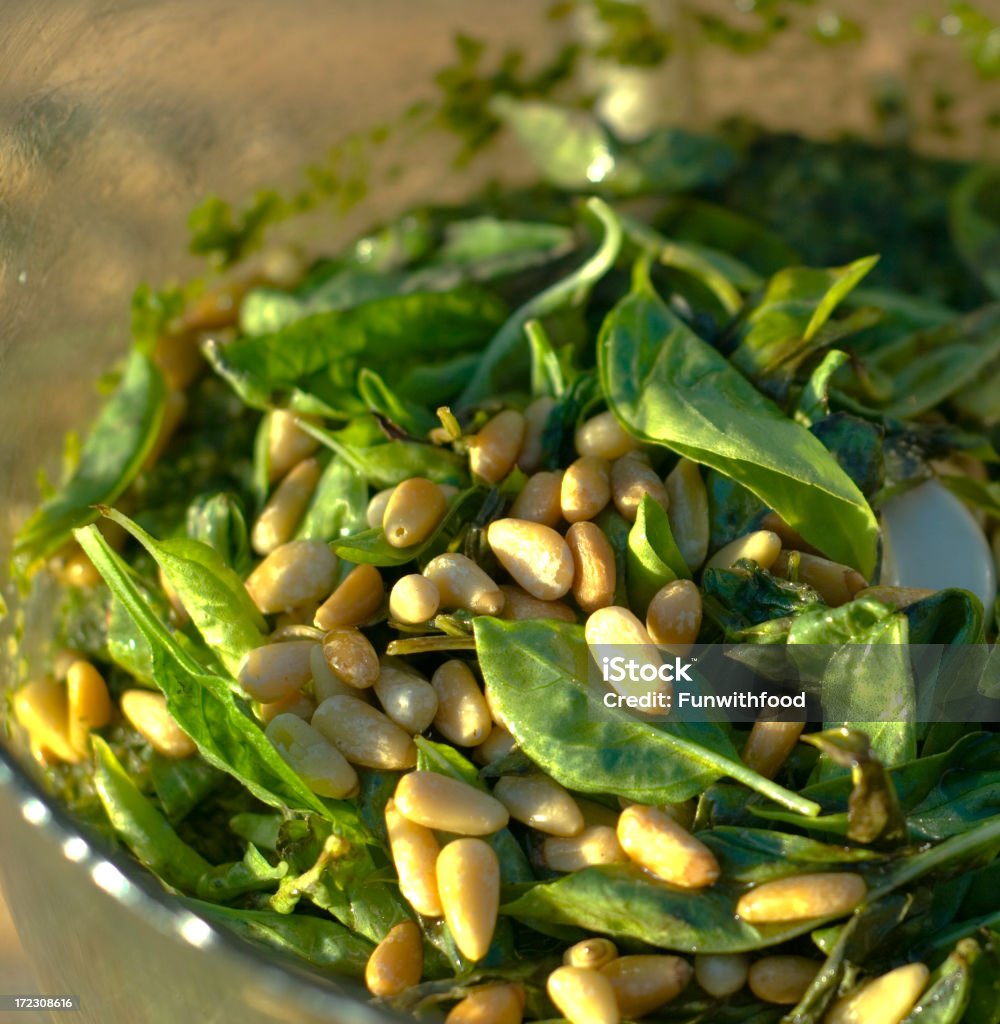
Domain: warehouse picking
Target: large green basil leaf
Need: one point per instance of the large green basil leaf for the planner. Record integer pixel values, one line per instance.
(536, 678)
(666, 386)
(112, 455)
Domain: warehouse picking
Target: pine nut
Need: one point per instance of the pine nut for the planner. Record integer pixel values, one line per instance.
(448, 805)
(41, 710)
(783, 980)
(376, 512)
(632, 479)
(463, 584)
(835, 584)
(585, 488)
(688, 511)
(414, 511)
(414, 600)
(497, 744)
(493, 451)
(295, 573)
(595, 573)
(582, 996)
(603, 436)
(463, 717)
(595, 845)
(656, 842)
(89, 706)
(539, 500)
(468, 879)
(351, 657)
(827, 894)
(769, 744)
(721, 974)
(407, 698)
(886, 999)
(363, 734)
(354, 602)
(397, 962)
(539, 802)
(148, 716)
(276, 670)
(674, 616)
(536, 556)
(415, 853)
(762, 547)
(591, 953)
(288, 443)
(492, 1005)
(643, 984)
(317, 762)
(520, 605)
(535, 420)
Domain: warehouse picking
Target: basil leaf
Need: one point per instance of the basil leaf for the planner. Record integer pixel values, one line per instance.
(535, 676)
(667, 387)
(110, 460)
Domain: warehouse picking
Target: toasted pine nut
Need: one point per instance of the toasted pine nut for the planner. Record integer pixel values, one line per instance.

Task details:
Give every line of the entries above as a numbered list, leaving out blank lines and the pictures.

Response to the exercise:
1. Domain: warehouse picking
2. Target: large green basil leaf
3. Need: one point per instance of the large green basil leaf for the planner. Record integer pixel values, one line per instance.
4. (536, 678)
5. (666, 386)
6. (112, 455)
7. Domain: warehouse picking
8. Target: pine nut
9. Need: one point per instance of the pine nut for the planner. Record integer pixel values, one line per instance.
10. (448, 805)
11. (41, 710)
12. (783, 980)
13. (376, 512)
14. (632, 479)
15. (463, 584)
16. (835, 584)
17. (585, 488)
18. (688, 511)
19. (414, 511)
20. (414, 600)
21. (497, 744)
22. (493, 451)
23. (295, 573)
24. (595, 573)
25. (582, 996)
26. (603, 436)
27. (463, 717)
28. (595, 845)
29. (656, 842)
30. (89, 706)
31. (539, 500)
32. (468, 879)
33. (351, 657)
34. (827, 894)
35. (769, 744)
36. (721, 974)
37. (407, 698)
38. (886, 999)
39. (363, 734)
40. (354, 602)
41. (397, 962)
42. (539, 802)
43. (148, 716)
44. (276, 670)
45. (674, 616)
46. (536, 556)
47. (415, 853)
48. (762, 547)
49. (591, 953)
50. (288, 443)
51. (492, 1005)
52. (643, 984)
53. (317, 762)
54. (520, 605)
55. (535, 420)
56. Domain: warehouse picking
57. Target: basil leaf
58. Need: one point per instance of the basil leaf for the planner. Record integer pixel values, one line per instance.
59. (535, 676)
60. (667, 387)
61. (110, 460)
62. Domain: warehouse picking
63. Target: toasted pine nut
64. Need: one point per instance of the toasted pine nut for the planner. Record integer pixel values, one line per instance.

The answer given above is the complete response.